- _Problem to work on_
Exact repetition of every entry is required.

- _Record excerpts_
+===+

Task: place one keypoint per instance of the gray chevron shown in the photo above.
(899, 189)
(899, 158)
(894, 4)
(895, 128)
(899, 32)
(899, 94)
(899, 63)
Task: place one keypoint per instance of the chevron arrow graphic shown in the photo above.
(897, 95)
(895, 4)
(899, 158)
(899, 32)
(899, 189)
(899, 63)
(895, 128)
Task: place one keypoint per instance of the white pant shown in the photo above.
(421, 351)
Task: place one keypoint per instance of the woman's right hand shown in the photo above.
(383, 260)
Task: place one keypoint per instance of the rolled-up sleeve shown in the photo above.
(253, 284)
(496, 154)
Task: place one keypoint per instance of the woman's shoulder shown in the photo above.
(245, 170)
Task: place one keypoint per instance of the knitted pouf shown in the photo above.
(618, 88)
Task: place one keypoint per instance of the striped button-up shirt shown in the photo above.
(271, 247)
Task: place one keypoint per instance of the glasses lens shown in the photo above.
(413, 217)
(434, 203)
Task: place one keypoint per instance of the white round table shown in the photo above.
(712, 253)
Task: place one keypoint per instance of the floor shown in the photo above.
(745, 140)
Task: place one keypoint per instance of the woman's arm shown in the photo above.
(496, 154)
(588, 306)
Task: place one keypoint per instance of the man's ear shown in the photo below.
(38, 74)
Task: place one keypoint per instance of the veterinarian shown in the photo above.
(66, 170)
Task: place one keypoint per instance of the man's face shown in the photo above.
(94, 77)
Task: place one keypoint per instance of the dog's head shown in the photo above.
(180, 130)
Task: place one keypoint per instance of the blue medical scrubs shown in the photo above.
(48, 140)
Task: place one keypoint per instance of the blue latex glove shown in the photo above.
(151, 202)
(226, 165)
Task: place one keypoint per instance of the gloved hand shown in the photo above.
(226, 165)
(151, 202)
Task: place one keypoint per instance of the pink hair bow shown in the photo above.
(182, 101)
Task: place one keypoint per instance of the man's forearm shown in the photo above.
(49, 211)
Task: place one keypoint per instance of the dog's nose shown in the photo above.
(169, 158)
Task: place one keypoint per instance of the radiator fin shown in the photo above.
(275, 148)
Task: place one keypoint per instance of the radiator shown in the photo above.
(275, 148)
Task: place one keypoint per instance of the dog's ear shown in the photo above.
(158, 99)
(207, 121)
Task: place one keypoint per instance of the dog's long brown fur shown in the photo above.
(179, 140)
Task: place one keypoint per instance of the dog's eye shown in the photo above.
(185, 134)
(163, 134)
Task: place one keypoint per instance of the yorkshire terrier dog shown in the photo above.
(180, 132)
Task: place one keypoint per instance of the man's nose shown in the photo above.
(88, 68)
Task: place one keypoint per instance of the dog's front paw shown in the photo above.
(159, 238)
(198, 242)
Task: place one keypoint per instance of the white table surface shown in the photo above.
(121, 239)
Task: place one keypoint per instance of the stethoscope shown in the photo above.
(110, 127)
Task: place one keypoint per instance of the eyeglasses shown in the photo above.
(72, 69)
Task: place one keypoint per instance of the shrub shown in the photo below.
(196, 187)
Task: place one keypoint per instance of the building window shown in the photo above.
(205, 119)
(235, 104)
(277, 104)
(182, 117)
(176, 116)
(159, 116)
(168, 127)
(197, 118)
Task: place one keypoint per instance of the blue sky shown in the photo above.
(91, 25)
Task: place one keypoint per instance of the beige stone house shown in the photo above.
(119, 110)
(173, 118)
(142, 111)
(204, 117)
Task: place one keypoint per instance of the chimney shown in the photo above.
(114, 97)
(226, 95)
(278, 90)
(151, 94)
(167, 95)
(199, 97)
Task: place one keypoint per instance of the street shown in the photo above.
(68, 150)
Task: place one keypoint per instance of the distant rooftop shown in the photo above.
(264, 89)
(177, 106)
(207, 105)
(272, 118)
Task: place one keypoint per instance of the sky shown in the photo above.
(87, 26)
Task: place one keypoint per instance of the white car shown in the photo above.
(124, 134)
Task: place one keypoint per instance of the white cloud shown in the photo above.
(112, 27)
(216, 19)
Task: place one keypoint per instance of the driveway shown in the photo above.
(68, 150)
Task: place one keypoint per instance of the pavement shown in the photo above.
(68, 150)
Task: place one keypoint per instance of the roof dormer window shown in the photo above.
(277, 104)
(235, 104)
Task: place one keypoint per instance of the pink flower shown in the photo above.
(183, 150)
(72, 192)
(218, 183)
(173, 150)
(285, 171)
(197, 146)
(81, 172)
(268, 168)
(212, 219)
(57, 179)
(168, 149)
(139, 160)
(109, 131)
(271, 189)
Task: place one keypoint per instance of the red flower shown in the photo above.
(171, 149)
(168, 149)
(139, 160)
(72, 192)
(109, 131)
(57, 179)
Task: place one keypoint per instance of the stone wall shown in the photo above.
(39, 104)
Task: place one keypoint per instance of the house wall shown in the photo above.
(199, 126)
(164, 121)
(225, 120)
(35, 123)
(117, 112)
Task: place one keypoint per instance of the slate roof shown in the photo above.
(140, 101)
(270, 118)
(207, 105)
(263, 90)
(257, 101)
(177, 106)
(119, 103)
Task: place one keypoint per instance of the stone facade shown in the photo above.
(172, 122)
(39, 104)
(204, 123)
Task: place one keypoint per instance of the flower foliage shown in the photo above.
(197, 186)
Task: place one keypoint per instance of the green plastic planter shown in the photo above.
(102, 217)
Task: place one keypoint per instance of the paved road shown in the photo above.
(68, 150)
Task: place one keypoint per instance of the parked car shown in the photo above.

+===+

- _Answer for the task_
Task: place one keypoint per instance of the gray chevron shown in the photo above.
(899, 189)
(899, 158)
(894, 4)
(895, 128)
(899, 32)
(899, 94)
(899, 63)
Task: place one keypoint per instance of the chevron arrow graphic shown in the photo above.
(897, 95)
(895, 4)
(899, 158)
(899, 32)
(899, 189)
(899, 63)
(895, 128)
Task: place one keypoint per instance of the white pant shown in the photo above.
(421, 351)
Task: place one keypoint per instance of the woman's right hand shown in the photo above.
(383, 260)
Task: place one keypoint per instance of the rolled-up sleeve shown in the photo above.
(253, 284)
(496, 154)
Task: place one keypoint per instance of the woman's shoulder shown in the photo above.
(245, 170)
Task: place one keypoint per instance of the knitted pouf shown in the photo above.
(618, 88)
Task: place one keypoint per instance of the striped button-up shirt shown in the photo above.
(271, 247)
Task: place one keypoint per instance of the glasses lens shown in the photo above.
(413, 217)
(434, 203)
Task: place one keypoint per instance of the white round table shown in the photo above.
(712, 253)
Task: place one keypoint per instance of the floor shown in the photo above.
(745, 140)
Task: place one keypoint per instance of the woman's arm shown in the photo above.
(496, 154)
(588, 306)
Task: place one keypoint per instance of the man's ear shown in the photo below.
(38, 74)
Task: place one keypoint per instance of the veterinarian shown in the photo above.
(66, 170)
Task: place one keypoint per instance of the man's face shown in the photo above.
(94, 77)
Task: place one keypoint per instance of the dog's head shown in the photo above.
(180, 130)
Task: place one keypoint per instance of the blue medical scrubs shown in the photo above.
(48, 140)
Task: place one keypoint per instance of the blue latex glove shown in the photo above.
(151, 202)
(226, 165)
Task: place one keypoint per instance of the gloved hand shown in the photo above.
(226, 165)
(151, 202)
Task: place one keypoint per instance of the pink hair bow shown in the photo above.
(182, 101)
Task: place one keypoint per instance of the man's forearm shown in the photo above.
(49, 211)
Task: place one keypoint per instance of the dog's nose shown in the photo above.
(169, 158)
Task: place one keypoint per instance of the radiator fin shown in the photo above.
(275, 148)
Task: place one keypoint per instance of the radiator shown in the photo above.
(275, 148)
Task: place one keypoint per instance of the dog's ear shown in the photo above.
(158, 99)
(207, 121)
Task: place one keypoint per instance of the dog's long brown fur shown in the photo above.
(179, 140)
Task: place one keypoint per instance of the dog's eye shown in the photo above.
(185, 134)
(163, 134)
Task: place one keypoint per instance of the yorkshire terrier dog shown in the photo above.
(180, 132)
Task: place one keypoint per instance of the man's nose shown in the photo above.
(88, 68)
Task: place one keypoint per instance of the dog's front paw shown in the photo above.
(159, 238)
(198, 242)
Task: place one keypoint per instance of the white table surface shown in the photo above.
(121, 239)
Task: place one keypoint per instance of the stethoscope shown in the photo above.
(110, 127)
Task: place one keypoint per instance of the eyeglasses shown in the photo above.
(72, 69)
Task: place one keypoint per instance of the shrub shown in the photo below.
(196, 187)
Task: place one keypoint per instance of the building window shown in the photo above.
(205, 119)
(235, 104)
(277, 104)
(182, 117)
(176, 116)
(159, 116)
(168, 127)
(197, 118)
Task: place one keypoint per instance of the blue sky shown in the photo above.
(91, 25)
Task: place one keypoint per instance of the beige stone house shown in the photo above.
(119, 110)
(173, 118)
(142, 111)
(204, 117)
Task: place one keypoint per instance of the chimney shown in the photo above.
(114, 97)
(226, 95)
(278, 90)
(151, 94)
(167, 95)
(199, 97)
Task: place one keypoint per instance of the street shown in the photo above.
(68, 150)
Task: place one keypoint per instance of the distant rooftop shown in the photo above.
(264, 89)
(177, 106)
(207, 105)
(272, 118)
Task: place one keypoint per instance of the sky shown in the photo above.
(87, 26)
Task: place one keypoint per instance of the white car shown in the photo above.
(124, 134)
Task: place one keypoint per instance of the white cloud shown in the photo above.
(112, 27)
(216, 19)
Task: place one keypoint per instance of the driveway shown in the photo above.
(68, 150)
Task: place one keypoint per instance of the pavement shown in the photo above.
(68, 150)
Task: place one keypoint per instance of the roof dormer window shown in the photo above.
(277, 104)
(235, 104)
Task: place one keypoint per instance of the pink flower shown in the photo above.
(183, 150)
(72, 192)
(218, 183)
(173, 150)
(285, 171)
(197, 146)
(81, 172)
(268, 168)
(212, 219)
(57, 179)
(168, 149)
(139, 160)
(109, 131)
(271, 189)
Task: place one keypoint per instance of the red flower shown in the photo above.
(171, 149)
(168, 149)
(139, 160)
(72, 192)
(109, 131)
(57, 179)
Task: place one keypoint per instance of the stone wall shown in the photo above.
(39, 104)
Task: place one keypoint per instance of the house wall shown in the photo above.
(199, 126)
(164, 121)
(225, 120)
(35, 123)
(117, 112)
Task: place one keypoint per instance of the slate roof shown in the photo above.
(140, 101)
(270, 118)
(207, 105)
(263, 90)
(257, 101)
(177, 106)
(119, 103)
Task: place one keypoint per instance of the stone facade shown in the photo above.
(172, 122)
(39, 104)
(204, 123)
Task: place one keypoint per instance of the flower foliage shown in the photo above.
(197, 186)
Task: place one keypoint per instance of the green plastic planter shown in the photo above.
(102, 217)
Task: place one keypoint per instance of the paved road shown in the photo above.
(68, 150)
Task: place one keypoint per instance of the parked car shown in the photo above.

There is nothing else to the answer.